Rewrite the lines below as a JSON list of strings, one string per line, skipping blank lines and leaving out the pictures.
— start of PROVIDED DATA —
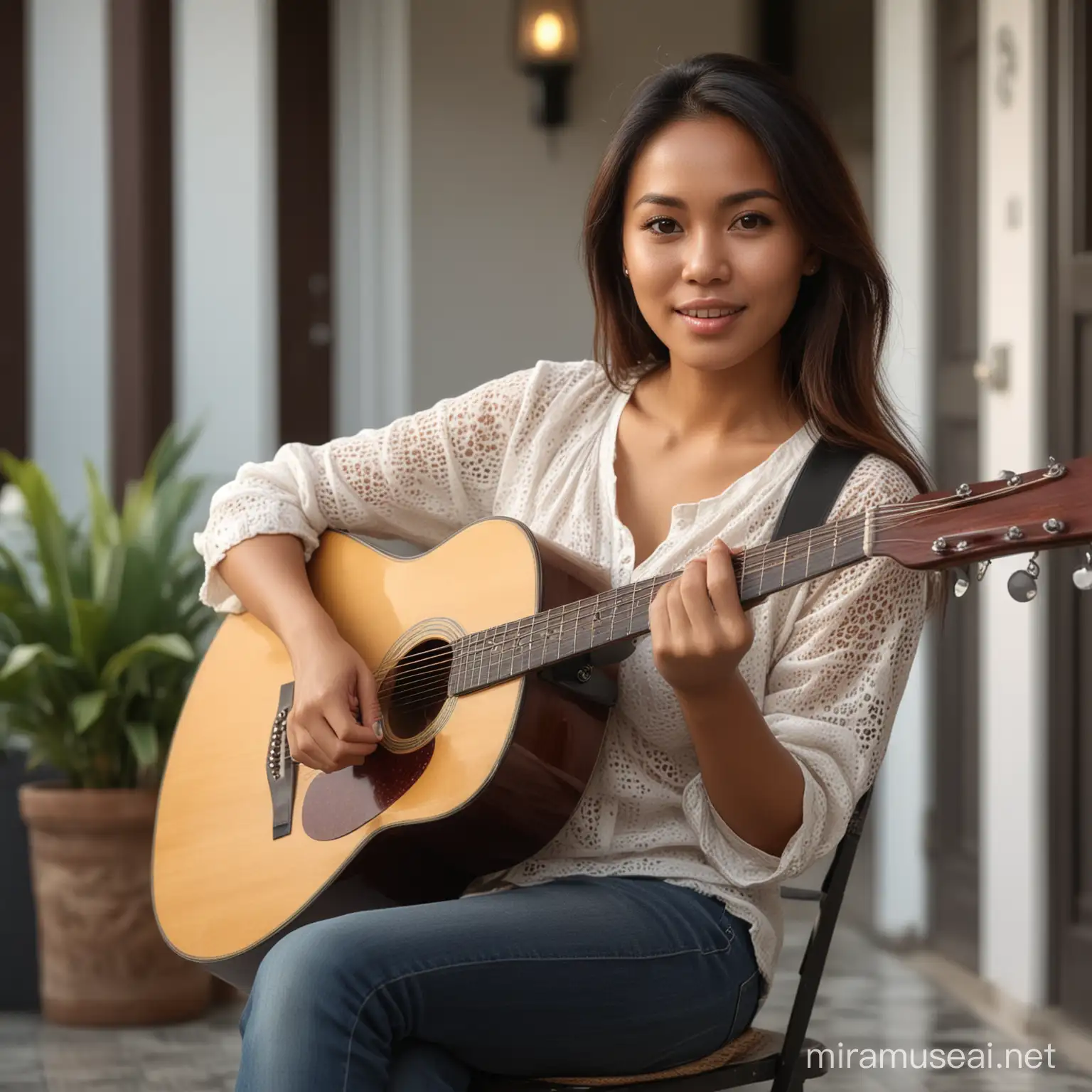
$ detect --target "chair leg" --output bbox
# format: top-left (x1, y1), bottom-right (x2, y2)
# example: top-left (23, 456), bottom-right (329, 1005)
top-left (770, 1058), bottom-right (808, 1092)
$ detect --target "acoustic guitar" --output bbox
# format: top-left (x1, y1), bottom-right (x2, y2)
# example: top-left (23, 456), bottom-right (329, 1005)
top-left (152, 456), bottom-right (1092, 986)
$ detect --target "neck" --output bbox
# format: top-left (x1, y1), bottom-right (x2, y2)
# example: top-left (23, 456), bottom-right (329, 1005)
top-left (448, 513), bottom-right (870, 695)
top-left (651, 338), bottom-right (803, 441)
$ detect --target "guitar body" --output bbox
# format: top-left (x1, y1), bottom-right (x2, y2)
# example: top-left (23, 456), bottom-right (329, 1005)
top-left (152, 519), bottom-right (609, 987)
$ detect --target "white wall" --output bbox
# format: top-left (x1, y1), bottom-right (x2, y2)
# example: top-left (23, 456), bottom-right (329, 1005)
top-left (874, 0), bottom-right (933, 937)
top-left (406, 0), bottom-right (756, 408)
top-left (333, 0), bottom-right (414, 434)
top-left (980, 0), bottom-right (1049, 1005)
top-left (173, 0), bottom-right (277, 500)
top-left (27, 0), bottom-right (110, 514)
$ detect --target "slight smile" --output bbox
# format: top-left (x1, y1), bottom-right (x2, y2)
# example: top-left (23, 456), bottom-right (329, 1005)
top-left (675, 307), bottom-right (747, 334)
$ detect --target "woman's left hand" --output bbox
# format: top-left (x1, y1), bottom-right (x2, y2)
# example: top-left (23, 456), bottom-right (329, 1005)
top-left (648, 538), bottom-right (754, 697)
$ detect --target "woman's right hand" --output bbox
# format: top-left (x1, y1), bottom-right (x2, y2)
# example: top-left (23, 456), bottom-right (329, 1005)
top-left (289, 616), bottom-right (382, 773)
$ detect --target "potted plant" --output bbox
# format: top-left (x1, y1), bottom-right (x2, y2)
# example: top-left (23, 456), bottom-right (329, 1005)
top-left (0, 427), bottom-right (215, 1024)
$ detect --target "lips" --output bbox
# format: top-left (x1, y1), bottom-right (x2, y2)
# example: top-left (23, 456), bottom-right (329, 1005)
top-left (675, 307), bottom-right (747, 334)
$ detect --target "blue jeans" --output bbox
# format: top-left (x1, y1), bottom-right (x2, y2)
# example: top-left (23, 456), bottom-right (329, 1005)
top-left (236, 877), bottom-right (760, 1092)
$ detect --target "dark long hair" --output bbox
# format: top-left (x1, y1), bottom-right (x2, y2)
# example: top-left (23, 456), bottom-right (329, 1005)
top-left (582, 53), bottom-right (931, 493)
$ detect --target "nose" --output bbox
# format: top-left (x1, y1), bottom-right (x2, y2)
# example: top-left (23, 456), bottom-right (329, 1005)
top-left (682, 225), bottom-right (732, 284)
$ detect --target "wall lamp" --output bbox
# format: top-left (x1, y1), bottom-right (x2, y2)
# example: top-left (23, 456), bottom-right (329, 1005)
top-left (514, 0), bottom-right (580, 129)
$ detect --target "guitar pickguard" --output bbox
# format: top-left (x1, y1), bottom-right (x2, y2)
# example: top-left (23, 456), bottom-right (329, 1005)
top-left (301, 739), bottom-right (436, 842)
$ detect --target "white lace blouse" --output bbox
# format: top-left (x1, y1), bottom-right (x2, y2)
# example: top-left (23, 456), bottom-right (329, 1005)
top-left (194, 360), bottom-right (927, 1002)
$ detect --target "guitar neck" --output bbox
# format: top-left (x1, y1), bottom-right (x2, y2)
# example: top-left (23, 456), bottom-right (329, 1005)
top-left (449, 513), bottom-right (872, 695)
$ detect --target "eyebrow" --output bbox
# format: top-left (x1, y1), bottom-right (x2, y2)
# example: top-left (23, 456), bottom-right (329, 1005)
top-left (633, 189), bottom-right (781, 208)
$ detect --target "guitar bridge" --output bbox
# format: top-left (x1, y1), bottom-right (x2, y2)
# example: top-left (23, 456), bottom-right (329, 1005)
top-left (265, 682), bottom-right (296, 840)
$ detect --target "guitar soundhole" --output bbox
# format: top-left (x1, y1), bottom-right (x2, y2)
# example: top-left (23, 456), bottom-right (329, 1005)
top-left (379, 638), bottom-right (451, 740)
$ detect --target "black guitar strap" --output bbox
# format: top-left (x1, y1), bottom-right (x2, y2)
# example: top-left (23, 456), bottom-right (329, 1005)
top-left (771, 437), bottom-right (868, 542)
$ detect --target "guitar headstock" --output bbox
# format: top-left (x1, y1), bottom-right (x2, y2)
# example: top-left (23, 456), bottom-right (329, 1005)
top-left (867, 456), bottom-right (1092, 569)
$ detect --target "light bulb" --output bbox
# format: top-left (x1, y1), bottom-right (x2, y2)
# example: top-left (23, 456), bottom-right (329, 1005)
top-left (530, 11), bottom-right (564, 53)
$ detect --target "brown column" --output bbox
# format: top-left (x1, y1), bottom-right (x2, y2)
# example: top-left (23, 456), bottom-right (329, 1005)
top-left (277, 0), bottom-right (329, 444)
top-left (0, 0), bottom-right (28, 458)
top-left (109, 0), bottom-right (175, 498)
— end of PROVIDED DATA —
- [FULL ANSWER]:
[
  "$ detect --target \"chair leg\" --output bbox",
  "# format: top-left (x1, y1), bottom-right (x2, y2)",
  "# example: top-left (23, 456), bottom-right (329, 1005)",
  "top-left (770, 1058), bottom-right (808, 1092)",
  "$ detect --target \"acoustic guitar\" --output bbox",
  "# format: top-left (x1, y1), bottom-right (x2, y2)",
  "# example: top-left (23, 456), bottom-right (329, 1005)",
  "top-left (152, 456), bottom-right (1092, 986)",
  "$ detect --target \"neck\" --output bbox",
  "# format: top-left (x1, y1), bottom-right (x2, y2)",
  "# example: top-left (23, 456), bottom-right (329, 1005)",
  "top-left (448, 513), bottom-right (870, 695)",
  "top-left (651, 338), bottom-right (803, 441)",
  "$ detect --target \"guitar body\" --output bbox",
  "# format: top-left (x1, y1), bottom-right (x2, y2)",
  "# example: top-left (23, 456), bottom-right (329, 1005)",
  "top-left (152, 519), bottom-right (609, 987)",
  "$ detect --target \"white wall\" --output bbox",
  "# format: top-left (x1, y1), bottom-right (x2, y2)",
  "# example: top-left (23, 456), bottom-right (329, 1005)",
  "top-left (874, 0), bottom-right (933, 937)",
  "top-left (406, 0), bottom-right (756, 408)",
  "top-left (333, 0), bottom-right (414, 434)",
  "top-left (980, 0), bottom-right (1049, 1005)",
  "top-left (173, 0), bottom-right (277, 500)",
  "top-left (27, 0), bottom-right (110, 514)",
  "$ detect --target \"slight smile\" --output bbox",
  "# format: top-left (x1, y1), bottom-right (x2, y2)",
  "# example: top-left (23, 456), bottom-right (329, 1005)",
  "top-left (675, 307), bottom-right (747, 334)",
  "$ detect --target \"woman's left hand\" --output bbox",
  "# format: top-left (x1, y1), bottom-right (x2, y2)",
  "# example: top-left (23, 456), bottom-right (329, 1005)",
  "top-left (648, 538), bottom-right (754, 697)",
  "$ detect --target \"woman's right hand\" --output bbox",
  "# format: top-left (x1, y1), bottom-right (x2, y2)",
  "# example: top-left (23, 456), bottom-right (329, 1005)",
  "top-left (289, 616), bottom-right (382, 773)",
  "$ detect --target \"potted plant\" --output bbox",
  "# format: top-left (x1, y1), bottom-right (x2, y2)",
  "# example: top-left (23, 456), bottom-right (329, 1005)",
  "top-left (0, 427), bottom-right (215, 1024)",
  "$ detect --target \"lips\" --output bbox",
  "# format: top-left (x1, y1), bottom-right (x2, y2)",
  "# example: top-left (23, 456), bottom-right (329, 1005)",
  "top-left (675, 307), bottom-right (747, 334)",
  "$ detect --target \"blue jeans\" --output bbox",
  "# format: top-left (x1, y1), bottom-right (x2, y2)",
  "# example: top-left (23, 456), bottom-right (329, 1005)",
  "top-left (236, 877), bottom-right (760, 1092)",
  "$ detect --target \"dark long hair\" --output bbox",
  "# format: top-left (x1, y1), bottom-right (x2, y2)",
  "# example: top-left (23, 456), bottom-right (329, 1005)",
  "top-left (582, 53), bottom-right (931, 493)",
  "$ detect --target \"nose\" --output bbox",
  "# format: top-left (x1, y1), bottom-right (x2, y2)",
  "# example: top-left (23, 456), bottom-right (329, 1005)",
  "top-left (682, 225), bottom-right (732, 284)",
  "$ detect --target \"wall lamp\" --output bbox",
  "# format: top-left (x1, y1), bottom-right (x2, y2)",
  "# example: top-left (23, 456), bottom-right (329, 1005)",
  "top-left (514, 0), bottom-right (580, 129)",
  "$ detect --target \"guitar pickguard\" --output bbox",
  "# format: top-left (x1, y1), bottom-right (x2, y2)",
  "# example: top-left (23, 456), bottom-right (329, 1005)",
  "top-left (301, 739), bottom-right (436, 842)",
  "$ detect --target \"white lace blouse\" --output bbox",
  "# format: top-left (x1, y1), bottom-right (x2, y2)",
  "# example: top-left (23, 456), bottom-right (329, 1005)",
  "top-left (194, 360), bottom-right (927, 1002)",
  "$ detect --target \"guitar neck\" --output bbox",
  "# format: top-left (x1, y1), bottom-right (x2, y2)",
  "# example: top-left (23, 456), bottom-right (329, 1005)",
  "top-left (449, 513), bottom-right (872, 695)",
  "$ detect --target \"eyebrow\" --output bbox",
  "# format: top-left (x1, y1), bottom-right (x2, y2)",
  "# example: top-left (23, 456), bottom-right (329, 1005)",
  "top-left (633, 189), bottom-right (781, 208)",
  "$ detect --target \"guitar bridge\" --output bbox",
  "# format: top-left (x1, y1), bottom-right (x2, y2)",
  "# example: top-left (23, 456), bottom-right (329, 1005)",
  "top-left (265, 682), bottom-right (296, 840)",
  "$ detect --target \"guitar soundhole\" --output bbox",
  "# format: top-left (x1, y1), bottom-right (x2, y2)",
  "# example: top-left (23, 456), bottom-right (329, 1005)",
  "top-left (379, 638), bottom-right (451, 740)",
  "$ detect --target \"black guitar strap\" --output bbox",
  "# format: top-left (x1, y1), bottom-right (x2, y2)",
  "# example: top-left (23, 456), bottom-right (329, 1005)",
  "top-left (771, 437), bottom-right (868, 542)",
  "$ detect --target \"guitar headstock\" --output bbox",
  "# format: top-left (x1, y1), bottom-right (x2, y2)",
  "# example: top-left (23, 456), bottom-right (329, 1005)",
  "top-left (867, 456), bottom-right (1092, 569)",
  "$ detect --target \"light bulb\" --output bbox",
  "# format: top-left (x1, y1), bottom-right (x2, y2)",
  "# example: top-left (23, 456), bottom-right (329, 1005)",
  "top-left (530, 11), bottom-right (564, 53)",
  "$ detect --target \"brown column\" --output bbox",
  "# format: top-left (x1, y1), bottom-right (x2, y2)",
  "# example: top-left (23, 456), bottom-right (329, 1005)",
  "top-left (277, 0), bottom-right (329, 444)",
  "top-left (0, 0), bottom-right (28, 458)",
  "top-left (109, 0), bottom-right (175, 498)"
]